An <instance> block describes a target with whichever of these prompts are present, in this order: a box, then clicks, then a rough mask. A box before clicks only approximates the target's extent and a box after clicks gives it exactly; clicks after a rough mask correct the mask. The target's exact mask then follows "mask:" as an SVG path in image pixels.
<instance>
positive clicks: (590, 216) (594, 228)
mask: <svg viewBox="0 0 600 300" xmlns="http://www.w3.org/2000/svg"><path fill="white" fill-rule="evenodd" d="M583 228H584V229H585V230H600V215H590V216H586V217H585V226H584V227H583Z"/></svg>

---

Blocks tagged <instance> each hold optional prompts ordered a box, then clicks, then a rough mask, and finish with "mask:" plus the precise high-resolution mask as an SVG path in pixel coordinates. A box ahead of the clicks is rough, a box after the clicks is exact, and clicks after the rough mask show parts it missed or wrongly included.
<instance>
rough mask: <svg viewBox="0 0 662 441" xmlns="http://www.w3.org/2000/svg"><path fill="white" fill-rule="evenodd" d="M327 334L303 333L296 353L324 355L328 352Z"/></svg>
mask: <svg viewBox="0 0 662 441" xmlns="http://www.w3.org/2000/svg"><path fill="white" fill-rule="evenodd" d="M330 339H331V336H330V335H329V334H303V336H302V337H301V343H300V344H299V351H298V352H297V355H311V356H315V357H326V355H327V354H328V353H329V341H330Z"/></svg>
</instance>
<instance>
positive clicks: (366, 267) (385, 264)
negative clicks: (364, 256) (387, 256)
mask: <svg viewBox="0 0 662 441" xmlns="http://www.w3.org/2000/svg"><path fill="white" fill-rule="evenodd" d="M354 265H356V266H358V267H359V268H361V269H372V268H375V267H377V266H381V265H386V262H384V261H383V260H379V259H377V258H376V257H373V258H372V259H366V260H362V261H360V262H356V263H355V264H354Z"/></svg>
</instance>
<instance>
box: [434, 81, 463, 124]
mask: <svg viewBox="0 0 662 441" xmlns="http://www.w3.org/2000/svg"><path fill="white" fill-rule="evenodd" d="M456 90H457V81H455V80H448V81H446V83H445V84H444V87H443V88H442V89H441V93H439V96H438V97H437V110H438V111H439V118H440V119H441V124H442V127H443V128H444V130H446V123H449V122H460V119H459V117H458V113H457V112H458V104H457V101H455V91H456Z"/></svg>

---

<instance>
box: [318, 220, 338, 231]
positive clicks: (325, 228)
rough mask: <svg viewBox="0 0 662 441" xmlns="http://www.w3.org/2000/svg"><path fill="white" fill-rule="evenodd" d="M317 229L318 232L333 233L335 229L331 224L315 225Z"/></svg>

---

# What to produce
The range runs from the line with "box: [318, 220, 338, 231]" up to and including the line with "229L318 232L333 233L335" in the listing above; please write out exactly those lines and nothing more.

# Expected output
box: [318, 220, 338, 231]
positive clicks: (325, 228)
rough mask: <svg viewBox="0 0 662 441" xmlns="http://www.w3.org/2000/svg"><path fill="white" fill-rule="evenodd" d="M317 229L318 232L333 233L335 229L331 224L315 225Z"/></svg>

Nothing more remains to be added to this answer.